[Opening Data section]
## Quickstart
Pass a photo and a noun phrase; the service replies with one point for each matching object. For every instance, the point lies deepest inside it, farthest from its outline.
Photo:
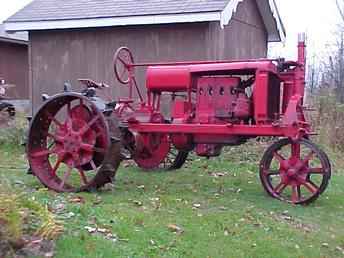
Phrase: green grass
(235, 217)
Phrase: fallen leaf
(90, 229)
(325, 245)
(174, 228)
(77, 199)
(196, 205)
(138, 203)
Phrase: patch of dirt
(285, 217)
(27, 246)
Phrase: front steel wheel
(68, 145)
(297, 172)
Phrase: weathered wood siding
(66, 55)
(14, 68)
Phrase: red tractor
(77, 140)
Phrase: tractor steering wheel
(122, 63)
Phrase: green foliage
(21, 215)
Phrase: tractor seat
(168, 79)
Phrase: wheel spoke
(122, 61)
(89, 124)
(295, 195)
(123, 73)
(295, 150)
(57, 165)
(65, 177)
(278, 157)
(83, 176)
(57, 122)
(271, 172)
(313, 188)
(55, 137)
(316, 171)
(41, 153)
(99, 150)
(307, 158)
(93, 165)
(87, 147)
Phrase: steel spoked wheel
(68, 140)
(7, 113)
(122, 61)
(174, 160)
(295, 171)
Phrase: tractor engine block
(220, 100)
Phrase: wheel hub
(73, 148)
(292, 172)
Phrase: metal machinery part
(72, 146)
(213, 104)
(295, 171)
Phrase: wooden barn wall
(66, 55)
(244, 37)
(14, 68)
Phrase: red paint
(214, 104)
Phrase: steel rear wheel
(297, 172)
(68, 141)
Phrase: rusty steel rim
(68, 140)
(297, 172)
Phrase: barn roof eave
(268, 9)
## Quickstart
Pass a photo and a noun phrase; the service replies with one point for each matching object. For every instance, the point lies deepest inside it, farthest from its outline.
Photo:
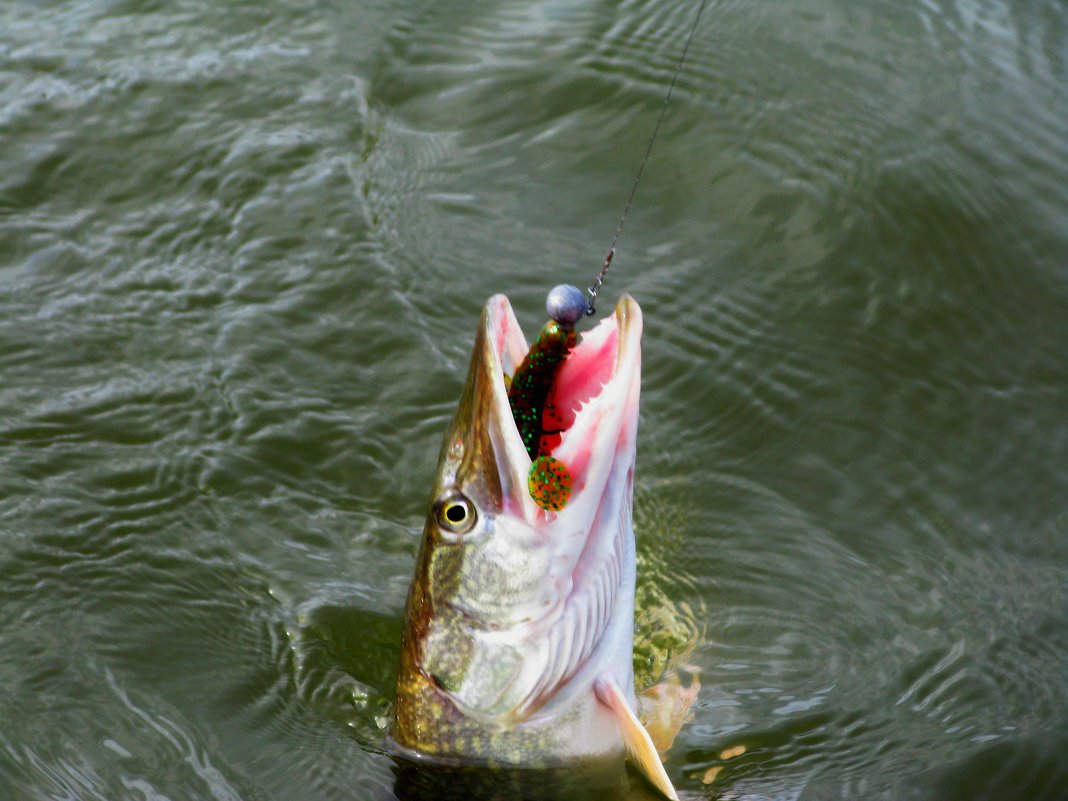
[Closing Data section]
(Exercise objective) Print every line of the listing exactly, please, and leave the images out.

(Solution to this problem)
## Quickstart
Pass a photo and a noun phrase; the service replies with one point for each matching object. For every instance, the point lies deepest inside it, farthest from its outline.
Photo:
Phrase: green grass
(235, 217)
Phrase: fallen leaf
(90, 229)
(325, 245)
(174, 228)
(77, 199)
(196, 205)
(138, 203)
Phrase: patch of dirt
(285, 217)
(27, 246)
Phrase: front steel wheel
(68, 145)
(297, 172)
Phrase: weathered wood siding
(66, 55)
(14, 68)
Phrase: red tractor
(77, 140)
Phrase: tractor steering wheel
(122, 63)
Phrase: green foliage
(21, 215)
Phrase: tractor seat
(168, 79)
Phrase: wheel spoke
(122, 61)
(89, 124)
(295, 195)
(123, 73)
(295, 150)
(57, 165)
(65, 177)
(278, 157)
(83, 176)
(57, 122)
(271, 172)
(313, 188)
(55, 137)
(316, 171)
(41, 153)
(99, 150)
(307, 158)
(93, 165)
(87, 147)
Phrase: steel spoked wheel
(68, 140)
(7, 113)
(122, 61)
(174, 160)
(295, 171)
Phrase: tractor engine block
(220, 100)
Phrase: wheel hub
(73, 148)
(292, 172)
Phrase: metal machinery part
(72, 146)
(213, 104)
(295, 171)
Phrase: wooden barn wall
(66, 55)
(244, 37)
(14, 68)
Phrase: red paint
(214, 104)
Phrase: steel rear wheel
(297, 172)
(68, 141)
Phrase: rusty steel rim
(68, 140)
(297, 172)
Phrase: barn roof eave
(268, 9)
## Quickstart
Pass a photo and a noun phrase; the service replies with one point for each matching object. For every instance, the point lies deepest inside it, farthest from its outline.
Photo:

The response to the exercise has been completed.